* _Task description_
Output all the data exactly as it appears below.

* _Region pointing data_
*** Begin section ***
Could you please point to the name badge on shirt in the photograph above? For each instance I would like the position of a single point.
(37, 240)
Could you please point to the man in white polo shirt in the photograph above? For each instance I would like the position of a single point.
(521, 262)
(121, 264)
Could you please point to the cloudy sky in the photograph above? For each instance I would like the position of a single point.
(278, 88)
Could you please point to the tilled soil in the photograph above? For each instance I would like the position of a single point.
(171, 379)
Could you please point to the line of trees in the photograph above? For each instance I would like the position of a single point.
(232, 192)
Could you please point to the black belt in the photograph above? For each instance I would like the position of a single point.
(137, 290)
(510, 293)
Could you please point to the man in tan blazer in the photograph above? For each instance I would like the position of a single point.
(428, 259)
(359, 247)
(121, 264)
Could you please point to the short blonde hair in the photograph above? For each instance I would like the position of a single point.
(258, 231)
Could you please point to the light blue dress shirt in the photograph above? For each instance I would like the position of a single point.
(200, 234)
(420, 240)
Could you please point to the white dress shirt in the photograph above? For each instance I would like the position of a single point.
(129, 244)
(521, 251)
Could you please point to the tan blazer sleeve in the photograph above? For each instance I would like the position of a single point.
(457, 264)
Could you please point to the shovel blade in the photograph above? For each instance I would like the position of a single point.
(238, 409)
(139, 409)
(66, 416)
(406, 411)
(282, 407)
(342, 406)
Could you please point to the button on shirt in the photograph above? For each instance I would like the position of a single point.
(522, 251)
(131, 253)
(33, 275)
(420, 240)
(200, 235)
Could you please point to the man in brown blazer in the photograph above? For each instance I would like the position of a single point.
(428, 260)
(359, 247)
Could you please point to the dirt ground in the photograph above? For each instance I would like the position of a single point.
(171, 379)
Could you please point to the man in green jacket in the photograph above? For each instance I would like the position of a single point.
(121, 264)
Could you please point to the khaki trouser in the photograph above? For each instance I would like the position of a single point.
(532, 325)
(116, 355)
*** End section ***
* _Solution to this problem_
Could you please point to the name badge on shirt in the photograph above? For each instance I would like the position of a single point.
(37, 240)
Could you please point to the man in white polo shirt in the photograph above? For each instance I would like the position of a single point.
(521, 262)
(121, 264)
Could you please point to the cloudy sky in the photograph above? For each instance I would like the position of a single point.
(278, 88)
Could you please point to the tilled soil in the photograph above? For each instance I would like the position of a single point.
(171, 379)
Could you please point to the line of trees in the photograph above? For each instance I would like the position of a single point.
(232, 192)
Could you please point to the black belt in the photograph above? For each instance I would like the position of a single point.
(137, 290)
(510, 293)
Could you please point to the man in tan blazer in the photograph above? For each instance I would like the position of a single point.
(428, 259)
(359, 247)
(121, 264)
Could you please point to the short blonde hair in the photograph above? For each instance I would like the position of a single point.
(258, 231)
Could you please point to the light blue dress shirt in the photograph above? For each instance I would like the position of a single point.
(200, 234)
(420, 240)
Could you please point to the white dress shirt in the photograph above? For each instance I would like the position of a single point.
(129, 244)
(521, 251)
Could you please point to the tan blazer sleeve in the photograph above? For each instance I would like the position of a single point.
(457, 264)
Could you please point to the shovel blade in the photograph above? For each instance I would like the position of a single point.
(238, 409)
(139, 409)
(66, 416)
(406, 411)
(282, 407)
(342, 406)
Could you please point to the button on shirt in the photograph above? For each instance I would like the position of a single point.
(522, 251)
(131, 253)
(33, 275)
(420, 240)
(200, 235)
Could you please point to the man in brown blazer in the photograph above? For each instance I would like the position of a single point.
(428, 260)
(359, 247)
Could you please point to the dirt ground in the photograph above? For each instance I would like the position of a single point.
(171, 379)
Could you please point to the man in green jacket in the photograph above? For each instance I would like the position of a single point.
(121, 264)
Could you please point to the khaki trouser in the photograph above? For each instance I would like the position of a single point.
(532, 325)
(116, 355)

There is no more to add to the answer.